(Saved data entries)
---
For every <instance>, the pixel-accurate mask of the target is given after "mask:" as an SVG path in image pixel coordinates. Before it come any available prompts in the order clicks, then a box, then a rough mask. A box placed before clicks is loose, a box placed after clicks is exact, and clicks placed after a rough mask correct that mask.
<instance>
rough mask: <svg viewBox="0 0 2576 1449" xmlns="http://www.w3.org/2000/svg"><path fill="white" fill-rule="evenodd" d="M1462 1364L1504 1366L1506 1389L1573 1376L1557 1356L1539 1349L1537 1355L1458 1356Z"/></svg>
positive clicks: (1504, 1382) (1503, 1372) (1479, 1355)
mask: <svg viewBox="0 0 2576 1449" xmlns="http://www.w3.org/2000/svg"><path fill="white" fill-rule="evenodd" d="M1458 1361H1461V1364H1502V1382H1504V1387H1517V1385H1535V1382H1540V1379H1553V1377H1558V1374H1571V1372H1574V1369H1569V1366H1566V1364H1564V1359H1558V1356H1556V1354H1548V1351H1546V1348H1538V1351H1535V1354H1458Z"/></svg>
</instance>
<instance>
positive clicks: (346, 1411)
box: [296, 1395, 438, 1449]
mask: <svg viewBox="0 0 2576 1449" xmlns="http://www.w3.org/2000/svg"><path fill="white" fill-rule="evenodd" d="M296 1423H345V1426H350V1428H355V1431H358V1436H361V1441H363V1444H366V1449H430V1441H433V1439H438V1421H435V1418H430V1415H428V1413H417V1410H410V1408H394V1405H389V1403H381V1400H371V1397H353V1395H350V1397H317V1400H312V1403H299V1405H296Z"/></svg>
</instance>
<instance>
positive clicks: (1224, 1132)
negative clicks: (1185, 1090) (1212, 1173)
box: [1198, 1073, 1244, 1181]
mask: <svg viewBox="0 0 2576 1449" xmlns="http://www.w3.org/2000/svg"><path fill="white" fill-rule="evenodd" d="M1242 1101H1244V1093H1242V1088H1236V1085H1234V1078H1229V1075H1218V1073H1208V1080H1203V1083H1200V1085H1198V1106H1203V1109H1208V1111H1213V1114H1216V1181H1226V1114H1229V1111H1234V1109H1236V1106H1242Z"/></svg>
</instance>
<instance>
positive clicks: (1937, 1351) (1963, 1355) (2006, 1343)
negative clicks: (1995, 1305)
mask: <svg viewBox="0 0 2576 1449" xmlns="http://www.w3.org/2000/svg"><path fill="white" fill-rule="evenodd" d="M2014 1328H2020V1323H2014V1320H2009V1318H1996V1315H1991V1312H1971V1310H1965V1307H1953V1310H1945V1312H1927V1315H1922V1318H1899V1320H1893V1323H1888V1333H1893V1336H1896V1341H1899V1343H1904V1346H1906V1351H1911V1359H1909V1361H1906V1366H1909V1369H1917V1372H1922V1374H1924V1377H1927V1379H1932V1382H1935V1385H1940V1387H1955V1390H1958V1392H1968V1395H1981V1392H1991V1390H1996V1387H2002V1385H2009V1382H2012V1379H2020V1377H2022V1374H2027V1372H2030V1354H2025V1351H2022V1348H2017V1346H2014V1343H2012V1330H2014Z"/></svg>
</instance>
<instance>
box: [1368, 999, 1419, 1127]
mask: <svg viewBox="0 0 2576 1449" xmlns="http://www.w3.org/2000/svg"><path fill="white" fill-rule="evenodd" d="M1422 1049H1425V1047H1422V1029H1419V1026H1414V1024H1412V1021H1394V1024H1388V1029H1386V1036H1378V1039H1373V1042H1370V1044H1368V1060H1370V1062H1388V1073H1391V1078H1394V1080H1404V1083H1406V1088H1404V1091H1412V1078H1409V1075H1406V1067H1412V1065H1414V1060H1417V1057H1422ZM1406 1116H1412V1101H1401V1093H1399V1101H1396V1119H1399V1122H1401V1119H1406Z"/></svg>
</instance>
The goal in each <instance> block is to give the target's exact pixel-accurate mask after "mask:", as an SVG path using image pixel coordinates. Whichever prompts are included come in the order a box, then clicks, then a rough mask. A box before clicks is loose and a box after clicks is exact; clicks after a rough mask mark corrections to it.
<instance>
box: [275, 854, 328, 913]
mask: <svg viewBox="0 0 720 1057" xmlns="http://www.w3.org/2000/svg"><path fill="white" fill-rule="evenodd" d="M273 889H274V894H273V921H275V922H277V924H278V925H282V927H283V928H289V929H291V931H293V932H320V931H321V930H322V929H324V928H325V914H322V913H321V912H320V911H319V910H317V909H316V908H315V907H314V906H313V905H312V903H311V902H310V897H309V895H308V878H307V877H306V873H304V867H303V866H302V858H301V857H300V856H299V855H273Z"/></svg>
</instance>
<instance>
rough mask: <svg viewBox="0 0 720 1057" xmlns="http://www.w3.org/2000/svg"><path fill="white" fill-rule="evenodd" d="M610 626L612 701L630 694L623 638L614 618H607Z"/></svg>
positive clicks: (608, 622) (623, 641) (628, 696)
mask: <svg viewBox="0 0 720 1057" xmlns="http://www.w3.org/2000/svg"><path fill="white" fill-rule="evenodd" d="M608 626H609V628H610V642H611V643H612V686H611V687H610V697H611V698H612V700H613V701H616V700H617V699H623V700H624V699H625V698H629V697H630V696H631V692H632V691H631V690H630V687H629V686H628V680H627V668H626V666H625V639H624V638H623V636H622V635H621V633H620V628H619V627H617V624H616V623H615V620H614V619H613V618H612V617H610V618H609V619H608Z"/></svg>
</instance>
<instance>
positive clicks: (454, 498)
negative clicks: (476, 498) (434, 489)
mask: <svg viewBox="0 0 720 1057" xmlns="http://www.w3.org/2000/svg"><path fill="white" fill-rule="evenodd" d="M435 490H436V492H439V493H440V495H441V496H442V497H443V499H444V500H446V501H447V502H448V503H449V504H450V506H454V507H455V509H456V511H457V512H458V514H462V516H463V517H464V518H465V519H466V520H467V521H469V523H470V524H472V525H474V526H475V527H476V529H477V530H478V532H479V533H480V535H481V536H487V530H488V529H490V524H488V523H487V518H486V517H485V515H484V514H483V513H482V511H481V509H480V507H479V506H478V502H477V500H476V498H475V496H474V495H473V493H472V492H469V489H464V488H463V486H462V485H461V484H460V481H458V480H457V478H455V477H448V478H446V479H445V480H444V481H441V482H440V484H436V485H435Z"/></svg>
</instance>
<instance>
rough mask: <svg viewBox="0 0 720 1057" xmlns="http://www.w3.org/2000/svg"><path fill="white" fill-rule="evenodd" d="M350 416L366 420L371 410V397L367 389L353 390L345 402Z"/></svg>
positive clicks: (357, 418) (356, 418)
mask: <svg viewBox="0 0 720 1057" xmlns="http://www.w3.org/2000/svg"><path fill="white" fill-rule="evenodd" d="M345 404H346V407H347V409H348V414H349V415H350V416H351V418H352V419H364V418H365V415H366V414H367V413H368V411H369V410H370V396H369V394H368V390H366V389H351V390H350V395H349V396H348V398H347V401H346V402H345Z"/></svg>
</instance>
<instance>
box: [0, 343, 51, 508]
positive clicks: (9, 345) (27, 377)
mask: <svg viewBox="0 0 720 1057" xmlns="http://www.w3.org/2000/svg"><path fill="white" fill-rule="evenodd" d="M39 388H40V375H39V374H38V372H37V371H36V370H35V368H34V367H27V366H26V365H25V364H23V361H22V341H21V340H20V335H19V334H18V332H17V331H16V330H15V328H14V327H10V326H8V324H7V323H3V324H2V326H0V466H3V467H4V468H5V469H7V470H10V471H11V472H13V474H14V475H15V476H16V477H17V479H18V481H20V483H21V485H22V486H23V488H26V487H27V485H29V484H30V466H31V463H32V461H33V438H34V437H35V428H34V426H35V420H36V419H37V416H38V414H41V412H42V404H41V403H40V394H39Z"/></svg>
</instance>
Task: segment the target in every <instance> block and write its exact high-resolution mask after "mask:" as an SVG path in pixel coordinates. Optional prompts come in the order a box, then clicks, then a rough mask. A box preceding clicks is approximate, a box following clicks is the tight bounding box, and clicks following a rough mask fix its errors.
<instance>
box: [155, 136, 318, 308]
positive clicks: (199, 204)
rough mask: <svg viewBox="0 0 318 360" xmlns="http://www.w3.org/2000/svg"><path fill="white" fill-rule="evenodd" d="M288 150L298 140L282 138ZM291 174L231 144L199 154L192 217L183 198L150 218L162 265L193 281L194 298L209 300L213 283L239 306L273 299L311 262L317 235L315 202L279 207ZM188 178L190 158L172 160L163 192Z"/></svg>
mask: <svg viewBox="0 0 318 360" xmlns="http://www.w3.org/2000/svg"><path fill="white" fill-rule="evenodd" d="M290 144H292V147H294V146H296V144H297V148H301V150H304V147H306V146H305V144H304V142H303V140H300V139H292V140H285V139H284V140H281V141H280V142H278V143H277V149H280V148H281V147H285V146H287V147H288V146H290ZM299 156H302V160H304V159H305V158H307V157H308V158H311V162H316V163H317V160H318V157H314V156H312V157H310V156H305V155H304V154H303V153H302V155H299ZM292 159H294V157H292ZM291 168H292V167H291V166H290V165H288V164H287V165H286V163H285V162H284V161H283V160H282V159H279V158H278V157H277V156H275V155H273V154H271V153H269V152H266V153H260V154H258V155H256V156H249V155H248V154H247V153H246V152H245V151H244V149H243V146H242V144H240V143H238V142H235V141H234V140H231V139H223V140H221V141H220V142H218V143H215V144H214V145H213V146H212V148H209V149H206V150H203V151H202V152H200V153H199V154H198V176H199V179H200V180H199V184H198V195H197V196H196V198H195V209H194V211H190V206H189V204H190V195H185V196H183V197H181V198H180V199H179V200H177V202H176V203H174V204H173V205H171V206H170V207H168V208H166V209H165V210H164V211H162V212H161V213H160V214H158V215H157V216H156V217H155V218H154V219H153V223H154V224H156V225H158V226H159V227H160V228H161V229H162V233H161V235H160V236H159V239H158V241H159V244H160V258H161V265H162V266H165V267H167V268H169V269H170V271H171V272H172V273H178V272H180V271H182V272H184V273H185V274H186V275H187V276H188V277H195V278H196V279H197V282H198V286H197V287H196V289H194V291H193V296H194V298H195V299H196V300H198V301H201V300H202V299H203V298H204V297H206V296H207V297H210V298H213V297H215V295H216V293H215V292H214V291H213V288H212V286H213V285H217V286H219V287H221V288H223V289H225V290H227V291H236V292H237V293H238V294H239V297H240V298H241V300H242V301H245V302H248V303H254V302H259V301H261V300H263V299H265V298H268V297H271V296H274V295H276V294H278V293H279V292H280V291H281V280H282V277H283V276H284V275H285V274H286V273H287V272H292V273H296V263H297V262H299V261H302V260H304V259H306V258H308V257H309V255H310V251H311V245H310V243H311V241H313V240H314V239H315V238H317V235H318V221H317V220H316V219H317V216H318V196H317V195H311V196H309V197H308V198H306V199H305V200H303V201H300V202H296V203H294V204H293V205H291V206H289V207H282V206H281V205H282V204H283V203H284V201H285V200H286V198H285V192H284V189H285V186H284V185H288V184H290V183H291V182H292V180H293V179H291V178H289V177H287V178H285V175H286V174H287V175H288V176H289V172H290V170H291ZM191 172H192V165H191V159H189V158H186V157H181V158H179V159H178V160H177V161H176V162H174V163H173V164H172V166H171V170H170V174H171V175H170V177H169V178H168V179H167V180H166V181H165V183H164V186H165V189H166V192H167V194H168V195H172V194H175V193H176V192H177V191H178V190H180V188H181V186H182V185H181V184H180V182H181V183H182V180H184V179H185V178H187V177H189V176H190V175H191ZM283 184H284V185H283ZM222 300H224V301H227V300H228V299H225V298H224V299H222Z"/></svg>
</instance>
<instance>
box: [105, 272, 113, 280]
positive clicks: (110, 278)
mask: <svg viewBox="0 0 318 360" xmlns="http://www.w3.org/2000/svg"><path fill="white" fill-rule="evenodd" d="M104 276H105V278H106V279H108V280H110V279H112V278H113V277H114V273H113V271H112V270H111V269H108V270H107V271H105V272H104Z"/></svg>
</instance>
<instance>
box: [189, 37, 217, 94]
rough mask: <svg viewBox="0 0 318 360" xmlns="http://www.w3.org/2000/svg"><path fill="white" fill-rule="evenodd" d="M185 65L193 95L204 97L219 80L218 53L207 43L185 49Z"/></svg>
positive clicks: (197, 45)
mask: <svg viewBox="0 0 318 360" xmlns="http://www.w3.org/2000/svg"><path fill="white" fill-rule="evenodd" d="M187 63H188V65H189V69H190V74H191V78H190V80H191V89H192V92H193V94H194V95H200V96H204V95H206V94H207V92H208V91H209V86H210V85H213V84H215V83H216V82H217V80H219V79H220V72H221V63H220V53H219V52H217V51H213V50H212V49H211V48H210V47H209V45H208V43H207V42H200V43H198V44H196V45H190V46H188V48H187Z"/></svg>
---
PROBLEM DETAILS -
List each line of the records above that contains the string "positive". Case counts.

ANSWER TO THE EXERCISE -
positive clicks: (1504, 1382) (1503, 1372) (1479, 1355)
positive clicks: (346, 1411)
positive clicks: (1224, 1132)
positive clicks: (1937, 1351) (1963, 1355) (2006, 1343)
positive clicks: (608, 622) (623, 641) (628, 696)
positive clicks: (454, 498)
positive clicks: (357, 418) (356, 418)
positive clicks: (9, 345) (27, 377)
positive clicks: (199, 204)
positive clicks: (110, 278)
positive clicks: (197, 45)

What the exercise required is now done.